Write out again every line from the one containing "Target: stone column" through the last line, both included and requests too. Multiply each point coordinate in the answers by 1.9 and round it to a whole number, with halves rounded up.

-- Begin EXTRACTED RECORDS --

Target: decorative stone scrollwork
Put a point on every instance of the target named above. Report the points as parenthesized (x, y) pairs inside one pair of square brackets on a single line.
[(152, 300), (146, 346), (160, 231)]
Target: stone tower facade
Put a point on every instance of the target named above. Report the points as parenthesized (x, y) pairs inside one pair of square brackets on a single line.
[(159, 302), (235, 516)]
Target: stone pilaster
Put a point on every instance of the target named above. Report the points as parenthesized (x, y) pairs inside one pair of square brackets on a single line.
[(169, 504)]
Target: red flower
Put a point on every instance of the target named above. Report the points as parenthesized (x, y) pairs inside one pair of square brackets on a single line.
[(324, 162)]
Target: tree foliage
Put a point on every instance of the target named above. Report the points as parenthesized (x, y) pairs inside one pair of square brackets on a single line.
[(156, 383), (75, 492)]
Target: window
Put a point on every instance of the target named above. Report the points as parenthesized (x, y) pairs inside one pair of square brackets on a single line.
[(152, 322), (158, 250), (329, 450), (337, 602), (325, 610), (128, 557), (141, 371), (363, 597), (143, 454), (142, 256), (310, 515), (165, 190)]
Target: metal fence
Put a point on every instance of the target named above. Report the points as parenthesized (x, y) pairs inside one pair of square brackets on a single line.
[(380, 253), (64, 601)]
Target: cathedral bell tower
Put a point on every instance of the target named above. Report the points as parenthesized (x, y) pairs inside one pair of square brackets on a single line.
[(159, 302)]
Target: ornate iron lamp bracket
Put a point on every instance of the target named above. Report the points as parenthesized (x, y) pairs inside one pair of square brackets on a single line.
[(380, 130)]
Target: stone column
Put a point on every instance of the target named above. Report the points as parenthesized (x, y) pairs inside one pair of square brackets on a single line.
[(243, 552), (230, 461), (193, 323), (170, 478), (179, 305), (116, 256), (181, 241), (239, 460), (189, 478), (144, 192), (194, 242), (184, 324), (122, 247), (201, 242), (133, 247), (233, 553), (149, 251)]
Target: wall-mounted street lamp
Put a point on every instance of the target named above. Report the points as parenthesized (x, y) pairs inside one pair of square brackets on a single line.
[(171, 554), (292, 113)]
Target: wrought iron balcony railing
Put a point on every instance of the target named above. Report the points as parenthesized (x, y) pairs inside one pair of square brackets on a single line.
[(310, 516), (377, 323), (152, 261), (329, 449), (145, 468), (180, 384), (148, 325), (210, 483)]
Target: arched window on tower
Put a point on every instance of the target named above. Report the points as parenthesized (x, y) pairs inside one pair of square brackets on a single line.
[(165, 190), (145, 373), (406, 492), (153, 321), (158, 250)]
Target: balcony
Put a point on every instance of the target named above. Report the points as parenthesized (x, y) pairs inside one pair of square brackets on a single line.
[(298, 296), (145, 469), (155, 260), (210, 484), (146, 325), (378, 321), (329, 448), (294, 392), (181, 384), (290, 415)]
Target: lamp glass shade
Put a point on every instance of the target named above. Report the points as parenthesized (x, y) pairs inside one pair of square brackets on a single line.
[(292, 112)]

-- End EXTRACTED RECORDS --

§ THE OUTPUT
Target: stone column
Put a point on every instance of the target named above. Report the points as parenthesized (x, y) pairs inside one pair of square brackets on a single line.
[(462, 1049), (437, 876), (367, 614), (323, 908), (340, 580), (220, 486), (344, 458), (454, 874), (359, 908), (274, 365), (369, 460), (350, 616), (232, 469), (382, 460), (253, 469), (443, 1051), (283, 477)]
Target: wall-mounted street lamp
Put a point on every instance of the target named above. Report the points as parenthesized (x, y) pairs inside one pair of square brackets on a single line.
[(325, 1053), (555, 215)]
Target: wrought iron balcony railing
Put a point on every instance of the target named above. Report the points as parenthesized (x, y) pairs inside one pair of square brackets on a single line.
[(589, 980), (716, 614), (289, 496), (625, 853), (276, 889), (342, 730), (281, 618), (399, 918)]
Target: arched window on tower
Put a point on every instance of the target named above. Report the points as parenthesized (x, y) pairs inside one pair of square brackets on a single line.
[(314, 361), (276, 709), (771, 935), (291, 610), (300, 475)]
Target: balcony
Put a point on every instance of the target named above. Report the points as parenthesized (x, y) pairs inside one pair of square brackets on a single line.
[(566, 562), (276, 891), (295, 494), (399, 920), (277, 618), (718, 610), (625, 851), (559, 745), (344, 730), (551, 789)]
Target: lamp glass shade
Put a point on every instance of the target named above. Report the points as parenthesized (x, y) pairs inside one pair of square brackets on a single line.
[(555, 213)]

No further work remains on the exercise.